WHAT IS EXPECTED: Extract all of the lines below word for word, leaving out the pictures.

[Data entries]

- - -

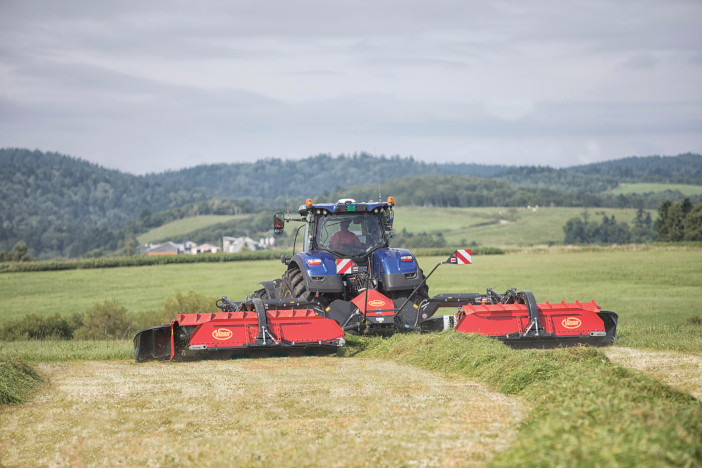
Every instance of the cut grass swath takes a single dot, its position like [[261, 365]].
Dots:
[[586, 411]]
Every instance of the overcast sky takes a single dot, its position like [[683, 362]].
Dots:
[[145, 86]]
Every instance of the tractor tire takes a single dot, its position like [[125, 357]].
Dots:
[[293, 286], [259, 294]]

- - -

COMPLETE OUTPUT:
Every instance of the cut grass swath takes a single dot, its position like [[261, 365]].
Dots:
[[586, 411]]
Every instance of the overcast sky takes a single dot, its position like [[683, 362]].
Dots:
[[145, 86]]
Every instance of the tractor tire takes a single dot, its position like [[125, 357]].
Dots:
[[293, 286], [259, 294]]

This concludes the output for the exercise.